§ What to produce
The answer must consist of every line from the data that holds the string "saint".

++++ Supplied material ++++

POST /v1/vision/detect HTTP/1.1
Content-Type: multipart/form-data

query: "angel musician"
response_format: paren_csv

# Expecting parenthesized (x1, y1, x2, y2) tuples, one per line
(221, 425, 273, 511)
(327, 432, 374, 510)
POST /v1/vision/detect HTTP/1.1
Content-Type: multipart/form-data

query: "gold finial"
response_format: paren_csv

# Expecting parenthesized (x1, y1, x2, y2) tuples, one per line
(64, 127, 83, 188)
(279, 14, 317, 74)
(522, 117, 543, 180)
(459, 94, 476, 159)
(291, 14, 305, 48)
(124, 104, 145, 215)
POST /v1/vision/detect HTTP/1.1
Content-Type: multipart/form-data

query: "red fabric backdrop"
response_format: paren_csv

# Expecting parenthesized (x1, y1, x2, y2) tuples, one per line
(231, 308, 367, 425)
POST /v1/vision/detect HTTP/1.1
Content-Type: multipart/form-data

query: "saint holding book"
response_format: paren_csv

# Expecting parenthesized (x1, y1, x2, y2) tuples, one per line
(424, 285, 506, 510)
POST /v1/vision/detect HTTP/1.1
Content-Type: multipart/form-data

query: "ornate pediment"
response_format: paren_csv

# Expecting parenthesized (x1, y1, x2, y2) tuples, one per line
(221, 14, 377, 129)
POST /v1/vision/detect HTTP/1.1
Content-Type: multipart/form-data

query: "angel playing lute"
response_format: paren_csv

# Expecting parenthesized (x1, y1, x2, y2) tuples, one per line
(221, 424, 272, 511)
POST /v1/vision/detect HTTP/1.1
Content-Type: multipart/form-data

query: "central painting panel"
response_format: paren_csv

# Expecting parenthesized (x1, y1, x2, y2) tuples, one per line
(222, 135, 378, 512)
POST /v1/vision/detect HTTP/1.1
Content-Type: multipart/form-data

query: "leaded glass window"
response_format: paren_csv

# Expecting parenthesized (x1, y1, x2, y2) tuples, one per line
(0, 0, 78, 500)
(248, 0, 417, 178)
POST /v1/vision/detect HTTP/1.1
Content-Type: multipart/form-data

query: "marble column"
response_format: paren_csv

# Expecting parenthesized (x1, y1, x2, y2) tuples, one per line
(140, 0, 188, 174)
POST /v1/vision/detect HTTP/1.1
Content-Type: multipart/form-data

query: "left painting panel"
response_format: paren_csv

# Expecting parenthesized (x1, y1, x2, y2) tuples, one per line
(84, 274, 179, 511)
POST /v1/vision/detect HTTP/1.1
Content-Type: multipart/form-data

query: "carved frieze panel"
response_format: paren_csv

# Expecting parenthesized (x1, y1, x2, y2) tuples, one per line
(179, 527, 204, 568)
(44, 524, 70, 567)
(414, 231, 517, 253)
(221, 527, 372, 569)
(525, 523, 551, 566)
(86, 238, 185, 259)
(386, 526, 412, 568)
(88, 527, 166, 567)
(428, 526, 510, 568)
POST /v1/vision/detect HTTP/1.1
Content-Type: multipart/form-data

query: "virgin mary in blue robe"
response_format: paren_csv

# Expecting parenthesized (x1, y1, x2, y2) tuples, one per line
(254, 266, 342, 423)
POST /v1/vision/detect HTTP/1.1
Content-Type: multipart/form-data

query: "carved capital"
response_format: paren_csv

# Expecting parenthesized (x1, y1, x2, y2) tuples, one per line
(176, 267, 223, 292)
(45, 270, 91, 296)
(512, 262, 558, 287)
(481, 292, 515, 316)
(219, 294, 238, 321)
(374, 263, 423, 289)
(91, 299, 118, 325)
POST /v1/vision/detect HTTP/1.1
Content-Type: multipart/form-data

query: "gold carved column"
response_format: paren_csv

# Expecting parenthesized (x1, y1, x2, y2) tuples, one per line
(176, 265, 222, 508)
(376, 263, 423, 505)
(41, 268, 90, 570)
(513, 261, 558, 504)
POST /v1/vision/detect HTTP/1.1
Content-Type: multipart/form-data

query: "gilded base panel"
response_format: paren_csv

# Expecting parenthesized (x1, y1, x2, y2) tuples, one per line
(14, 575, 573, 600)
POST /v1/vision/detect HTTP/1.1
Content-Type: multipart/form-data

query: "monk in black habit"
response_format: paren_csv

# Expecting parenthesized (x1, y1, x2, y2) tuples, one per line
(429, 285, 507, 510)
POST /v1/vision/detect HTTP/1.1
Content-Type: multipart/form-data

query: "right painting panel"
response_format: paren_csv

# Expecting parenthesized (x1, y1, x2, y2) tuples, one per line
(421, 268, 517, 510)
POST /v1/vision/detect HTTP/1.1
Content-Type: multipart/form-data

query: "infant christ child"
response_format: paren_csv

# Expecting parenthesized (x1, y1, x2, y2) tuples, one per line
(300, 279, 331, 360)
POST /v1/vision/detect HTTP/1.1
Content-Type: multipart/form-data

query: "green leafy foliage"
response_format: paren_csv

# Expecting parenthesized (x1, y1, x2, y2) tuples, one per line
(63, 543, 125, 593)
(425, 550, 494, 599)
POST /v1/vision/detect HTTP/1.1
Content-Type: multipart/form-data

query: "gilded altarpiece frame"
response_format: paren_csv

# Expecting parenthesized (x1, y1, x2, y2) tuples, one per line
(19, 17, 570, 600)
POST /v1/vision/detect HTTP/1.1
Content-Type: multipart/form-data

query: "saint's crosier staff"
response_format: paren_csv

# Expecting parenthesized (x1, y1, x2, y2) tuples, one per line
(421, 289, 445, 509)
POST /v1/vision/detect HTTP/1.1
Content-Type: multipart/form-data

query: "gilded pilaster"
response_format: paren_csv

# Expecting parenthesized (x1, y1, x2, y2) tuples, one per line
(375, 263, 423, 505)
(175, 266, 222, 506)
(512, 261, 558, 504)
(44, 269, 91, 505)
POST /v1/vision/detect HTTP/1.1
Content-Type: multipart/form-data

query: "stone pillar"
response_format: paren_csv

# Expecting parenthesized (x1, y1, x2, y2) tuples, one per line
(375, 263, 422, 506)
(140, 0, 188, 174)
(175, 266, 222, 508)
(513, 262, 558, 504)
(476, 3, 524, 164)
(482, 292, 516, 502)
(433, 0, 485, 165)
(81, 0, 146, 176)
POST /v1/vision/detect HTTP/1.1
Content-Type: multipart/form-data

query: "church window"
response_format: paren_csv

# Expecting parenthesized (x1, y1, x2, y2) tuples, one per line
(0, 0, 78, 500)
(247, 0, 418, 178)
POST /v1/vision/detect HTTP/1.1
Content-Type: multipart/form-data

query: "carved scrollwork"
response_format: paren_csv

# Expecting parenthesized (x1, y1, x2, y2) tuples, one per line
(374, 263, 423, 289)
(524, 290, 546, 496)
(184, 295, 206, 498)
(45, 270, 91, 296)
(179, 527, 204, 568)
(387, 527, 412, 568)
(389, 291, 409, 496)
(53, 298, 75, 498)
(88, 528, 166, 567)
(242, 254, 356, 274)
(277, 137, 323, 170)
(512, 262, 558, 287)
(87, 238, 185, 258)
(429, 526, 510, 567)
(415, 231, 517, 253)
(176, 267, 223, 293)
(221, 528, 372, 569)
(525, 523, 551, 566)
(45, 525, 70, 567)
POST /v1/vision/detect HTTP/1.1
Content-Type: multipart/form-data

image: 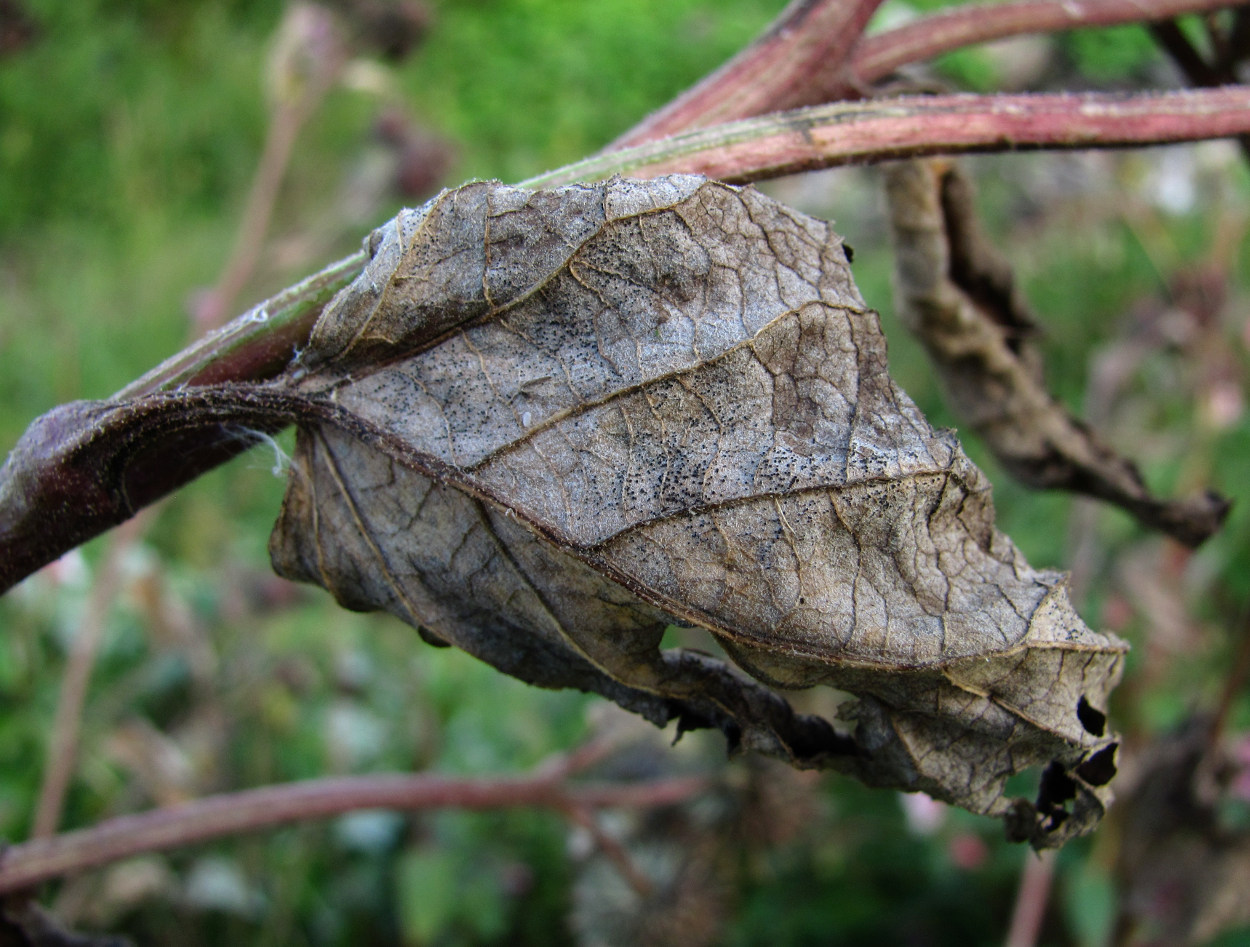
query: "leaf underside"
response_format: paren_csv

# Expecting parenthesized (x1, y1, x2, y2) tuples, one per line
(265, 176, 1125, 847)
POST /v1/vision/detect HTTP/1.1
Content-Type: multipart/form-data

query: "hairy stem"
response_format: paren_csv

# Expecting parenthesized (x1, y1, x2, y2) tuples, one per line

++++

§ Your response
query: "saint holding book"
query: "saint's crosier staff"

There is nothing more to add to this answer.